Annotated photo localization data

+===+

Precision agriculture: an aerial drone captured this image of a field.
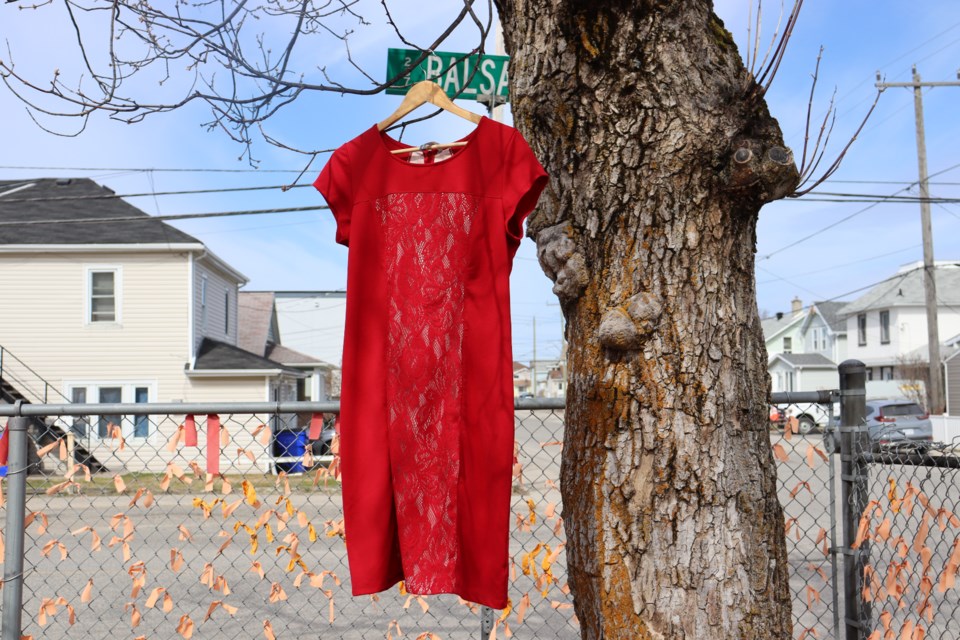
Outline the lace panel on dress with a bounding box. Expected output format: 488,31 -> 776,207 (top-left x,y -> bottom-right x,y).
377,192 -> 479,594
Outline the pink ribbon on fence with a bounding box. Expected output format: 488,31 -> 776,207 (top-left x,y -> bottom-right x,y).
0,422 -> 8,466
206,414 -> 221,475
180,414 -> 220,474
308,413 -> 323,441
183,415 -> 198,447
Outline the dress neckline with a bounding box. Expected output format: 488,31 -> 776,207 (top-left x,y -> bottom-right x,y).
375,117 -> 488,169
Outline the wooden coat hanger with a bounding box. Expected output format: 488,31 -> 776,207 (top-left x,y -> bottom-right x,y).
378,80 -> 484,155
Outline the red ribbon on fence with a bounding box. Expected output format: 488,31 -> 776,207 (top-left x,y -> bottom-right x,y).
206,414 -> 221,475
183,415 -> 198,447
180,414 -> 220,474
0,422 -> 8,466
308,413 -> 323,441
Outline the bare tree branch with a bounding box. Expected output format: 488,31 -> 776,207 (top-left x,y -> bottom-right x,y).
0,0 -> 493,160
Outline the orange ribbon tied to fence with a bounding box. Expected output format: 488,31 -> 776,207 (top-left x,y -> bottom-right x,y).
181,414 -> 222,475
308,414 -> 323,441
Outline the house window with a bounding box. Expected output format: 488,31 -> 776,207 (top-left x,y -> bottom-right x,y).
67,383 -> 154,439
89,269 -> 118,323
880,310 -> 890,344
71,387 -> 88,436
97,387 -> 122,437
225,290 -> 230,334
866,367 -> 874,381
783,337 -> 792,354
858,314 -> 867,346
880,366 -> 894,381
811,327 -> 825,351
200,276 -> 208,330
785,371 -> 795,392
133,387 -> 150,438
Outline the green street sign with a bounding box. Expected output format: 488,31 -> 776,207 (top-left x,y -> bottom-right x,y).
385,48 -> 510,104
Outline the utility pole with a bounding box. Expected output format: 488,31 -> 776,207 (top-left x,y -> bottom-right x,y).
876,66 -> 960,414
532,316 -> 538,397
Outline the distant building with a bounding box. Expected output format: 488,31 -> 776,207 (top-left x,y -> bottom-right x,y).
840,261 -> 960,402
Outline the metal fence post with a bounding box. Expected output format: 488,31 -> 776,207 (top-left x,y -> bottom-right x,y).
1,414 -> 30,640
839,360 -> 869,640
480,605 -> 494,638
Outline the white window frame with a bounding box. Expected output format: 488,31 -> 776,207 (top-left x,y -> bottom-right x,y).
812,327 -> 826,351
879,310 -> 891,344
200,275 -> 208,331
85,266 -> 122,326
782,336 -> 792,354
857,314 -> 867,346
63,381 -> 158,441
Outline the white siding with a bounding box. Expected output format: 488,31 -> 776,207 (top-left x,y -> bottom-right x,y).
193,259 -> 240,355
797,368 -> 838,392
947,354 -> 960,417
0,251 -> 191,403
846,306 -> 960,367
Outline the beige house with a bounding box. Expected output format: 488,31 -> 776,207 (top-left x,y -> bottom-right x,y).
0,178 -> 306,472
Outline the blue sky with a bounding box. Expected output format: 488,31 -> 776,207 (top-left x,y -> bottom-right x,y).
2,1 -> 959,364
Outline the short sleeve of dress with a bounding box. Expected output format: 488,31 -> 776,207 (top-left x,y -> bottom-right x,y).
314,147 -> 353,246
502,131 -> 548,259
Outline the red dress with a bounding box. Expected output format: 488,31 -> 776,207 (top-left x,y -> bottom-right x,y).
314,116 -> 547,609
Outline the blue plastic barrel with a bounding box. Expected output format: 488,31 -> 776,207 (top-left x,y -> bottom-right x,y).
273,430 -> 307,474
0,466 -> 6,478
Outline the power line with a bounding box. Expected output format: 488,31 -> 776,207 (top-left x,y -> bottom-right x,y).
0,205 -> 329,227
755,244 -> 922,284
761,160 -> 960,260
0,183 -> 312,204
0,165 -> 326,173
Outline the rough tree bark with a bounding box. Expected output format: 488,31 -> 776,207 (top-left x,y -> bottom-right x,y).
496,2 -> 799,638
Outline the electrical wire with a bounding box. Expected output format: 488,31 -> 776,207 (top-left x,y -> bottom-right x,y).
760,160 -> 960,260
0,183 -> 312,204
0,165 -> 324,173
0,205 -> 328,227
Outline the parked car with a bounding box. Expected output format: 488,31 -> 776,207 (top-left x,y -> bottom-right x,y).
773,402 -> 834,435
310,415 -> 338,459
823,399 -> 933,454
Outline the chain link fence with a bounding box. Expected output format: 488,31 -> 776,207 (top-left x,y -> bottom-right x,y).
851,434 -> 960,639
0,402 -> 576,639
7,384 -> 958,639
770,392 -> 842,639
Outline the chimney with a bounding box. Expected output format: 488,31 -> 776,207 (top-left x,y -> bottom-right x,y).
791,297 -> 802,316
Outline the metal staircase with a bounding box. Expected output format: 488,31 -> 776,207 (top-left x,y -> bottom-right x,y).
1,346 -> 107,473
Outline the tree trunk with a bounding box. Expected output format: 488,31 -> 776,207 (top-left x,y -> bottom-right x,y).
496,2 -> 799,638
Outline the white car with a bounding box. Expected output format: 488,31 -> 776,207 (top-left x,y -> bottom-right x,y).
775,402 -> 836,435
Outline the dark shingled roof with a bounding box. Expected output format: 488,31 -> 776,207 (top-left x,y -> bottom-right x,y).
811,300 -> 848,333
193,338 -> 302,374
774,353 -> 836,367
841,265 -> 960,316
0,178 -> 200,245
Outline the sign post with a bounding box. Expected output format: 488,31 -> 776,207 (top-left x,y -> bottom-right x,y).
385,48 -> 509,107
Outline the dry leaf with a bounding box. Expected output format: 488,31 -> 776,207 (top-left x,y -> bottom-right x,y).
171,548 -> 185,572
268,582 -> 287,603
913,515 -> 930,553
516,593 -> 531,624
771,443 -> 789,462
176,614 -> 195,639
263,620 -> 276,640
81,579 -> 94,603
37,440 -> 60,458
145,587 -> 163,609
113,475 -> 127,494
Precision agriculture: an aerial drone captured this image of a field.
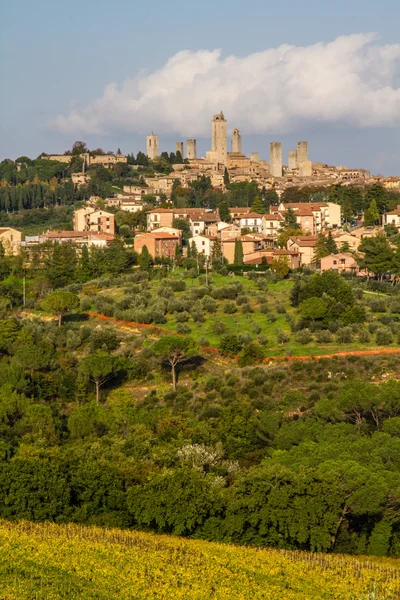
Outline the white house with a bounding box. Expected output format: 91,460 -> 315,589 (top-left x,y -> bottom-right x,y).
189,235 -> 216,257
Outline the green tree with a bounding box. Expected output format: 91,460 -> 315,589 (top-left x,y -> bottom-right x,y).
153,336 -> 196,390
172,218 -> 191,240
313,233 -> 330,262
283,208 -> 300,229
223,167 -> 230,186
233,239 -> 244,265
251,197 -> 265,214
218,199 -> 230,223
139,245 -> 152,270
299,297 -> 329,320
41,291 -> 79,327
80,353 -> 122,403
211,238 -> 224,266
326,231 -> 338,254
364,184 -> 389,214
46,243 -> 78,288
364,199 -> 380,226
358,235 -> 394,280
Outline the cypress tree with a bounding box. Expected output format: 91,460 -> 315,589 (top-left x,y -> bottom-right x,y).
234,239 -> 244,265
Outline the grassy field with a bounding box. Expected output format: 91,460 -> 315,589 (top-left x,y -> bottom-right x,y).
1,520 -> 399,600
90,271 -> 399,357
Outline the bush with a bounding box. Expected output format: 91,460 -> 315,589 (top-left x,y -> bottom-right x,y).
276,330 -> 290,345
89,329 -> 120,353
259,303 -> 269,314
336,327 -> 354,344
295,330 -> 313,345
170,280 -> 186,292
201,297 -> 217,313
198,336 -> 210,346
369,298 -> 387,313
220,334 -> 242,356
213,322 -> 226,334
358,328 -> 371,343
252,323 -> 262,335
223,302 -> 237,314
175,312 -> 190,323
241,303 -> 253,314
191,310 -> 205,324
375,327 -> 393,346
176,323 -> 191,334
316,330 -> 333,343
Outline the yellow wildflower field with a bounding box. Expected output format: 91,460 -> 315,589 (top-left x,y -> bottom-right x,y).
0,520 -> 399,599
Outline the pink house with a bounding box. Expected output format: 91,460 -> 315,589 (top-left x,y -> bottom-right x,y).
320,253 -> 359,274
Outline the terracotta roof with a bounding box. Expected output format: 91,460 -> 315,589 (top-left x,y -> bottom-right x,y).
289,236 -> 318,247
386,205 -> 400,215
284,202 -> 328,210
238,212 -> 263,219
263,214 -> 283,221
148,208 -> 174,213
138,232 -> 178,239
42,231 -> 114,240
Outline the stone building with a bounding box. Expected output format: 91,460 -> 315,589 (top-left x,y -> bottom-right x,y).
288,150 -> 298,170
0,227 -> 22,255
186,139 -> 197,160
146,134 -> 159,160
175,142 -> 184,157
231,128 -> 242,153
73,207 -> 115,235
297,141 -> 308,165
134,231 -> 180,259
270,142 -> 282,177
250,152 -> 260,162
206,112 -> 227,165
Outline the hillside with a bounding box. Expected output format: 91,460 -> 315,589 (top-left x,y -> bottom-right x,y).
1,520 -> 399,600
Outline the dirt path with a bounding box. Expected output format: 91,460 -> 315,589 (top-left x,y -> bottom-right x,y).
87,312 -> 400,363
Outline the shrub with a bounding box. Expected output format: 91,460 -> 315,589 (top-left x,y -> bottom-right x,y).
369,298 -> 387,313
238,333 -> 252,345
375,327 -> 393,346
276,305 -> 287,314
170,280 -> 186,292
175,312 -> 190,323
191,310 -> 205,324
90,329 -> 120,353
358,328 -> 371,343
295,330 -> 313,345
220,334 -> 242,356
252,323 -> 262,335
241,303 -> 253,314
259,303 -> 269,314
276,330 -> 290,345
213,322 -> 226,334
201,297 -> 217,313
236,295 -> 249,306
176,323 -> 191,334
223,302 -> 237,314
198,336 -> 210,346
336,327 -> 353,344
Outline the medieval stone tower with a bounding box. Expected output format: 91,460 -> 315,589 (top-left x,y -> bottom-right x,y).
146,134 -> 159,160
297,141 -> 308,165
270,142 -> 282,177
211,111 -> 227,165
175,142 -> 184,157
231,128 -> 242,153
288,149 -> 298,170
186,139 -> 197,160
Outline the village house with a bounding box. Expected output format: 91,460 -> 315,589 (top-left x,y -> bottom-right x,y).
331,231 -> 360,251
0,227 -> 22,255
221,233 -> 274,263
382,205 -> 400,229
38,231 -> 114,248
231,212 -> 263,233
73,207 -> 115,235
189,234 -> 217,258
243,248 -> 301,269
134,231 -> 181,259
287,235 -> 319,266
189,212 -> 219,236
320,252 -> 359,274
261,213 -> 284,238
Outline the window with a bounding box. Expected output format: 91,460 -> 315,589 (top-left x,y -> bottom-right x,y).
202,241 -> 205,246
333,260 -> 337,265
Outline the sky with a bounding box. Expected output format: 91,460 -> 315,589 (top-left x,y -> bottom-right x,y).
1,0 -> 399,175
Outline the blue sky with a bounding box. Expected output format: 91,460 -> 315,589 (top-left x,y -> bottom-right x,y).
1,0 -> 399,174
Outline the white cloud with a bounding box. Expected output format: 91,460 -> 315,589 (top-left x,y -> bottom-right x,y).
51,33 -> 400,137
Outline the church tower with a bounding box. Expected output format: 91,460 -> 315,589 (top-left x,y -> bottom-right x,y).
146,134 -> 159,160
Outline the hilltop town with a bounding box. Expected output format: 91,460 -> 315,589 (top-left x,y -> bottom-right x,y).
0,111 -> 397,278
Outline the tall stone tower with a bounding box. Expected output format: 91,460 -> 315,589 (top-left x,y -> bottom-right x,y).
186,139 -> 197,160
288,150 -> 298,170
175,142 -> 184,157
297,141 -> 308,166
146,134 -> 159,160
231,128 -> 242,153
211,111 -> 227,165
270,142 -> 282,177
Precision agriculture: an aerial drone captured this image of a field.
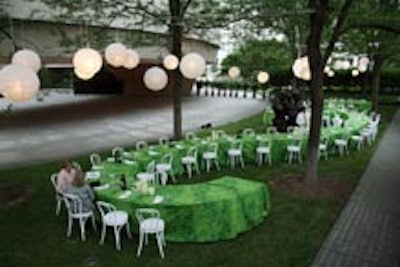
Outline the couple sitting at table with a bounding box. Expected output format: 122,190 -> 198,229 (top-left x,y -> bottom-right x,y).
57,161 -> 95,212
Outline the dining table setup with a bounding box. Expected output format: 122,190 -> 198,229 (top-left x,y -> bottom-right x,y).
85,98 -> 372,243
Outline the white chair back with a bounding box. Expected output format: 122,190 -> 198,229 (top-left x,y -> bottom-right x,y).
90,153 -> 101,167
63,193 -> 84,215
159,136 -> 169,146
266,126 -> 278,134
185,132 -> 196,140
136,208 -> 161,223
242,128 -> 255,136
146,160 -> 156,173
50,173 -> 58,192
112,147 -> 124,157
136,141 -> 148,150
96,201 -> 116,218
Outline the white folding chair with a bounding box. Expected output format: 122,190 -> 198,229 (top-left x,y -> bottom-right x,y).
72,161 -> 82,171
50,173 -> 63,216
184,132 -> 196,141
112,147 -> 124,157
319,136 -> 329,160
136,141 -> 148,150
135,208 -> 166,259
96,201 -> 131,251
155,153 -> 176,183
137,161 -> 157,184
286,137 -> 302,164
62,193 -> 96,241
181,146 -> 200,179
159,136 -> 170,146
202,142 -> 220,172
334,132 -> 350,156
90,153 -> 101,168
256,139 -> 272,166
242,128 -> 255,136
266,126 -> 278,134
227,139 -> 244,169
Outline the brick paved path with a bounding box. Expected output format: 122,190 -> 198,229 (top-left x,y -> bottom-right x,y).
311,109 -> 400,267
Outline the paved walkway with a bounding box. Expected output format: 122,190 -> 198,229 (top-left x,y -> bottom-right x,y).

+===+

Print only the lines from the one with "Outline the brick" to the end of the records, both included.

Outline the brick paved path with a bounding box. Expected output format: 122,190 -> 198,229 (top-left x,y -> bottom-right x,y).
311,109 -> 400,267
Outline the paved walkway with a bounding box. Expected output format: 122,190 -> 198,229 (top-left x,y -> bottom-right x,y).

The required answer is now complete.